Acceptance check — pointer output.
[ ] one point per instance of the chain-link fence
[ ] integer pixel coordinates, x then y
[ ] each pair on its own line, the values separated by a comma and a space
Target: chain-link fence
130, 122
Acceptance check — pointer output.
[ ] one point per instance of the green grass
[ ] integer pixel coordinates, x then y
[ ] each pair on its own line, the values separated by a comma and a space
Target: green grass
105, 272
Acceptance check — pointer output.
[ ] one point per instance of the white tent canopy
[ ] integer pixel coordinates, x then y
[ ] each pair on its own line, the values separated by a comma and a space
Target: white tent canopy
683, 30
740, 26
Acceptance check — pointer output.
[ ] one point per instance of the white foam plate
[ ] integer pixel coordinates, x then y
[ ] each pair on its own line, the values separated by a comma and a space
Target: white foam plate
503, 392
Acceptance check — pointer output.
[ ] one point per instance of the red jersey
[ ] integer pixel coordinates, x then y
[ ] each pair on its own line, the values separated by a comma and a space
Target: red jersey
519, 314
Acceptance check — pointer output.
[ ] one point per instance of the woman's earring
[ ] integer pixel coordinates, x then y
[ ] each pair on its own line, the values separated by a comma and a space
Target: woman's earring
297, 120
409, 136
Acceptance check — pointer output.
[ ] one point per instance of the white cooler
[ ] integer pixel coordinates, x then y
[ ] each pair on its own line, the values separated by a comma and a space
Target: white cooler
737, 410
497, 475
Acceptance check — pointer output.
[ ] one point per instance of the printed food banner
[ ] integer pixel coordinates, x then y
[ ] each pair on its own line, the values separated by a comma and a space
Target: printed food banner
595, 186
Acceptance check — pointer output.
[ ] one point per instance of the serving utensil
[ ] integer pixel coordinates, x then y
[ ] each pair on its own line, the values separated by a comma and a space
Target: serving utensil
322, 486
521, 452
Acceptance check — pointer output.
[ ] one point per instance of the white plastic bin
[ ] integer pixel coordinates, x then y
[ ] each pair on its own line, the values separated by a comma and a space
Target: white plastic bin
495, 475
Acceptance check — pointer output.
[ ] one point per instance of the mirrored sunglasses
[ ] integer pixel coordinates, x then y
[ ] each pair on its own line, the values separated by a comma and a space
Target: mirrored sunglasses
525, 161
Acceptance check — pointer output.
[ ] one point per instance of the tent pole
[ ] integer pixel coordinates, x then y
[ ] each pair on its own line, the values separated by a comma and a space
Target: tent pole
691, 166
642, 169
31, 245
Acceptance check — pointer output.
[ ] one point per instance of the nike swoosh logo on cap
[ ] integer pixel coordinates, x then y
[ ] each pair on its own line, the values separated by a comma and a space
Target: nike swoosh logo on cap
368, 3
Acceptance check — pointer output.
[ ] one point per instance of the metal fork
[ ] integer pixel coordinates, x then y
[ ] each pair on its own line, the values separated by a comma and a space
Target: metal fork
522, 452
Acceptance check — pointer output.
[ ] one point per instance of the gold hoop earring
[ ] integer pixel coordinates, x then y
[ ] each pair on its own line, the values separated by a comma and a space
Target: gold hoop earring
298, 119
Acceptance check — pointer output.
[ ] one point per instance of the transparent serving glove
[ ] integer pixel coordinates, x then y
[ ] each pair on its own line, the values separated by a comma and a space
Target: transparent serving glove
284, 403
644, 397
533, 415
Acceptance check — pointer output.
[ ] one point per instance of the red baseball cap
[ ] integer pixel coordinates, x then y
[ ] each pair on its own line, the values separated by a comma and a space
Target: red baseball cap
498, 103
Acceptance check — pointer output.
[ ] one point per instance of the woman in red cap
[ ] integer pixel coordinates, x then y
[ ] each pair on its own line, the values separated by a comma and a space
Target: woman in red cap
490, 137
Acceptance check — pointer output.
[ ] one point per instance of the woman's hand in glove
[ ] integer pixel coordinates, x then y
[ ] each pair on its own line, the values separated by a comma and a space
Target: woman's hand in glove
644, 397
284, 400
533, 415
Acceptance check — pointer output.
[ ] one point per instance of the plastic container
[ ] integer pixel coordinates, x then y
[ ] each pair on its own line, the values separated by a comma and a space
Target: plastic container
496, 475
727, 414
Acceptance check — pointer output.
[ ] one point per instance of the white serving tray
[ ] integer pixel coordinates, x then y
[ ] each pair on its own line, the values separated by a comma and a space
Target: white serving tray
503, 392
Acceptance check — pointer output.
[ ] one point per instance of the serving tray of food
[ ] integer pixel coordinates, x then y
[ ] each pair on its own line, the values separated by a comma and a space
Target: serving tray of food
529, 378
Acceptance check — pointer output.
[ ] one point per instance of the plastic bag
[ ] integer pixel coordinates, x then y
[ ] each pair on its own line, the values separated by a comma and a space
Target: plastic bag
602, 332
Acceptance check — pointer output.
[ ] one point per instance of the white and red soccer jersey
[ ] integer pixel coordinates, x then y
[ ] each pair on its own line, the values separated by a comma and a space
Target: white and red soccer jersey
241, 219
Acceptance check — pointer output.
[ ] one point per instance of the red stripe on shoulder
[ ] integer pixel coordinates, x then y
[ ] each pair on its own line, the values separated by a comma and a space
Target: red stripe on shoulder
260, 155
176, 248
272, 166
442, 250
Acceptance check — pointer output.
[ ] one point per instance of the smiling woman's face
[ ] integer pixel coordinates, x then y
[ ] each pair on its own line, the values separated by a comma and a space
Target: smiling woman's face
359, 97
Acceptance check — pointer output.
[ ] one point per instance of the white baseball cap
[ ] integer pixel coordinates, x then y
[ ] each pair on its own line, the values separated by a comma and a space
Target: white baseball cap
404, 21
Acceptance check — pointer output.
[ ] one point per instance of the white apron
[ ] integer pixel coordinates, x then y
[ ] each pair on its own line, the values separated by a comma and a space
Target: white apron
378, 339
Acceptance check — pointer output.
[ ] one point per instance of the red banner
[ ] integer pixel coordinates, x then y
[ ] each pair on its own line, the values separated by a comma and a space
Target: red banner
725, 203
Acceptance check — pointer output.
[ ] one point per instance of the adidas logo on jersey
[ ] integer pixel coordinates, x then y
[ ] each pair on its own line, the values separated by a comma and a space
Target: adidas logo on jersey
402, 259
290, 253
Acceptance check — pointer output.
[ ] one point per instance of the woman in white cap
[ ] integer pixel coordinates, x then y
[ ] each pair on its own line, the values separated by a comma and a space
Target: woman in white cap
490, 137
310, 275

- _WORK TASK_
All of the material above needs to be retyped word for word.

- _THE ANSWER_
Acceptance check — pointer output.
[ ] one point per instance of the chain-link fence
[ ] integer pixel coordinates, x then y
[ ] each pair on its own line, the values separated by a comma and a space
Target: chain-link fence
130, 122
Acceptance check — pointer output.
[ ] one point per instance of the green grass
[ ] integer pixel coordinates, x then y
[ ] each pair on its own line, the values separated by a comma and a space
Target: green grass
105, 272
Acceptance check — pointer output.
[ ] one point per instance of the white tent canopy
[ ] integer pixel coordinates, x then y
[ ] each pair on its own line, the values separated by a comma and a space
Target: white tent canopy
683, 30
740, 26
Acceptance check — pointer output.
[ ] one point per instance of the white foam plate
[ ] integer pixel coordinates, x then y
[ ] each pair on its own line, the values separated by a comma and a space
Target: white foam plate
503, 392
Acceptance check — pointer output.
[ ] one point per instance of the red jersey
[ ] integer pixel coordinates, x then y
[ ] each pair on its own line, the values separated by a comma and a space
Target: red jersey
519, 314
Acceptance check — pointer output.
[ ] one point per instance of the woman's earring
[ ] integer pixel coordinates, x then y
[ ] each pair on its own line, the values separated by a comma and a space
Target: woman's earring
297, 120
409, 136
Acceptance check — pointer output.
[ ] one point per instance of the white cooler
[ ] integer pixel coordinates, x then y
[ ] each pair on its own line, the values separated by a comma and a space
Target: white cooler
737, 410
497, 475
Acceptance check — pointer output.
[ ] one point per instance of the printed food banner
[ ] integer pixel coordinates, x then y
[ ] each pair on its own line, the values separated by a comma and a space
Target: printed food banner
595, 186
Acceptance check — pointer output.
[ ] one point per instance of the serving utensil
[ ] integer pixel coordinates, x then y
[ ] each pair on its own line, the values separated by a comma and a space
Target: serving utensil
322, 486
521, 452
Acceptance check — pointer output.
[ ] one point per instance of the white plastic bin
[ ] integer pixel coordinates, x then y
[ ] each pair on its own line, the values separated by a comma and a space
Target: white plastic bin
495, 475
Acceptance check — pointer output.
[ ] one point per instance of the mirrored sunglasses
[ ] integer pixel coordinates, x then y
[ ] each pair on its own line, the values separated by a comma and a space
Target: mirrored sunglasses
525, 161
Acceptance check — pointer output.
[ ] one point per instance of the tent pole
[ ] integer pixel coordinates, x then y
[ ] each pair on its own line, the values separated by a comma and a space
Target: tent pole
691, 166
642, 169
31, 245
Acceptance check — pointer output.
[ ] one point per instance of the nike swoosh logo on cap
[ ] integer pixel coordinates, x then y
[ ] each pair on its own line, the values separated by a comma and a space
Target: nike swoosh logo on cap
368, 3
Acceptance check — pointer output.
[ ] one point per instance of the metal fork
[ ] integer pixel coordinates, x then y
[ ] each pair on its own line, the values separated by a comma and a space
Target: metal fork
522, 452
Acceptance check — pointer output.
[ ] one point per instance of the gold hoop earring
[ ] integer pixel coordinates, x then y
[ ] each pair on its own line, the values separated by a comma and a space
Target: gold hoop earring
298, 119
Acceptance check — pointer output.
[ ] one point per instance of the transparent serving glove
[ ] integer pixel coordinates, x then y
[ ] each pair on its own line, the values separated by a comma and a space
Target: transparent serving glove
284, 403
644, 397
533, 415
Acceptance check — pointer output.
[ ] one point per instance of the red baseball cap
[ ] integer pixel coordinates, x then y
[ ] each pair on its own line, the values separated by a comma and a space
Target: red baseball cap
498, 103
Acceptance check — pointer output.
[ ] one point per instance of the woman in red cap
[ ] integer pixel coordinates, x then y
[ ] each pair on its own line, the values separated by a comma and a space
Target: woman in red cap
490, 137
Acceptance check — pointer output.
[ ] one point per instance of the woman's hand in glove
[ ] integer pixel coordinates, x then y
[ ] each pair on its own line, the values separated by a comma and a space
Target: woman's hand in glove
644, 397
284, 400
533, 415
Acceptance check — pointer output.
[ ] one point per instance of the plastic container
[ ] integer pixel coordinates, x then y
[ ] each pair on its own line, the values separated by a comma and a space
Target: plastic container
496, 475
727, 414
Acceptance check — pointer output.
[ ] one point per instance of the white serving tray
[ ] integer pixel coordinates, x then y
[ ] each pair on its own line, the values separated by a comma and a space
Target: white serving tray
503, 392
Acceptance check — pointer output.
[ ] one point per instance of the serving tray of food
[ ] integer pixel coordinates, x then y
[ ] each pair on its own line, the values separated by a comma and a space
Target: serving tray of food
529, 378
Acceptance check — pointer output.
[ ] one point per instance of the plastic bag
[ ] integer pixel coordinates, x then y
[ ] each pair on its own line, the values separated by a comma and a space
Target: plastic bag
602, 332
Acceptance check — pointer output.
[ ] one point per instance of the white and red soccer jersey
[ ] integer pixel coordinates, x then y
[ ] each pair on its own line, the values separated by a comma and a space
Target: white and red soccer jersey
241, 219
Acceptance check — pointer output.
[ ] one point per instance of the red stripe on shoulder
[ ] integer pixel coordinates, x then y
[ ] each pair on its own line, the values separated by a comma and a space
Target: red stripe on shoulder
260, 155
176, 248
272, 166
442, 250
Acceptance check — pointer output.
[ ] one point per instance of the smiling woman's face
[ ] integer pixel coordinates, x then y
[ ] each pair on its own line, the values separated by a comma and a space
Target: smiling woman's face
359, 97
Acceptance check — pointer output.
[ ] one point per instance of the white baseball cap
[ ] integer pixel coordinates, x then y
[ ] each pair on its own line, the values separated by a comma and a space
Target: white baseball cap
404, 21
Acceptance check — pointer output.
[ ] one point per instance of the white apron
[ ] integer pixel coordinates, x then y
[ ] each pair on its own line, the values separated by a comma and a space
Target: white apron
378, 339
Acceptance check — pointer output.
[ ] one point per instance of the red banner
[ ] integer pixel coordinates, x then y
[ ] each pair on its own line, the values separated by a comma and a space
Target: red banner
725, 203
Acceptance check — pointer output.
[ ] one point per instance of the adidas logo on jersey
[ ] integer pixel coordinates, x then y
[ ] each pair on its own line, the values separated by a comma and a space
Target: adidas logo on jersey
402, 259
290, 253
Acceptance check — pointer output.
[ ] one point per instance of the woman in white cap
[ ] integer pixel coordinates, x then y
[ ] each pair on its own line, the values separated by a comma and a space
Target: woman in white cap
490, 137
310, 275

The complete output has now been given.